_Exercise objective_. Retype all of the data. Every line must match exactly.

---------- Records shown

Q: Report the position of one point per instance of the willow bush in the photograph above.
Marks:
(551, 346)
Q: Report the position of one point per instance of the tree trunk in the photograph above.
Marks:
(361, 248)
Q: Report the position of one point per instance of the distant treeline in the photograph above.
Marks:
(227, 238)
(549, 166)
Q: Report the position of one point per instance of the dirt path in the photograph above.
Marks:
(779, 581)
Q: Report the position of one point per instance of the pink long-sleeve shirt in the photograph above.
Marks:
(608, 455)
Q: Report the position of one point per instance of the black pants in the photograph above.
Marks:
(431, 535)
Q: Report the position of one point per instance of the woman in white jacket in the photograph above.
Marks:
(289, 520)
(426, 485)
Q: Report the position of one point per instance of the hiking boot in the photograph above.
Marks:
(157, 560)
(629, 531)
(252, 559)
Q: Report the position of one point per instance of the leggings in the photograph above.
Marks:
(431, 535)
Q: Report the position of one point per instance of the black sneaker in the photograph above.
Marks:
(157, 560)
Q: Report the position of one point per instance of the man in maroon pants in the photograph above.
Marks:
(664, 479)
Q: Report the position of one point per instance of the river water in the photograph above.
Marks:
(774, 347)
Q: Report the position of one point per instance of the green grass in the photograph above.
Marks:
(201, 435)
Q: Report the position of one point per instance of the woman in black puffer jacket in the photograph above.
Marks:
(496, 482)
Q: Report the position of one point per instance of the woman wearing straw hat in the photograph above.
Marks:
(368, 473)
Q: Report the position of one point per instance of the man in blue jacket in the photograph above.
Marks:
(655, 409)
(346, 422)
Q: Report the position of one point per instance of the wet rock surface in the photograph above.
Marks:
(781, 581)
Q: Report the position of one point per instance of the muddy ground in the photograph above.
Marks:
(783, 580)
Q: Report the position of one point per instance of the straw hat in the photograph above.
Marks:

--------------------

_Solution to the problem_.
Q: Report the position of one point per instance of the willow bush in the photograph above.
Marks:
(551, 346)
Q: Report the position of one point per instance of the tree trunk in the photograph above.
Marks:
(361, 248)
Q: Report the position of one point per instance of the distant treeline in the photograph above.
Marks:
(227, 238)
(549, 166)
Q: Report the position of one point per instance of the dirt path in the photograph above.
Marks:
(779, 581)
Q: Report the position of one point per instance of the pink long-sleeve shirt in the photograph above.
Marks:
(608, 455)
Q: Report the position of one point per instance of the black pants in the photograph above.
Marks:
(431, 535)
Q: Report the position of one point per instance of the woman in white jacket in the photograph above.
Marks:
(289, 520)
(426, 485)
Q: Report the position of one point per instance of the hiking boot in the photograph above.
Marks:
(157, 560)
(629, 531)
(252, 559)
Q: Report the position of one point per instance of the leggings in the photograph above.
Marks:
(431, 535)
Q: Report the position of one point per instance of the black sneaker in the photograph above.
Marks:
(157, 560)
Q: Report the position of one point per instance of the man in maroon pants in the photograph above.
Marks:
(664, 479)
Q: Report the position of one point per instance of the river water in the photograph above.
Marks:
(774, 347)
Q: Report the position of one point per instance of the green grass in the photograph above.
Marks:
(201, 435)
Q: Report the position of one point per instance of the woman in black puffer jacket in the photograph above.
Marks:
(496, 482)
Q: Report the position of one point per instance of the woman wearing straw hat in the photograph above.
Marks:
(368, 473)
Q: Report the position of one point per instance of the man in blue jacket in the photograph above.
Marks:
(655, 409)
(346, 422)
Q: Report the position of one point per instance of the wet rock surface in the photograph above.
Marks:
(781, 581)
Q: Report the position of one point per instance of the muddy ground in the photograph above.
Marks:
(783, 580)
Q: Report the position of one point per instance of the straw hat in the photograph above.
Marks:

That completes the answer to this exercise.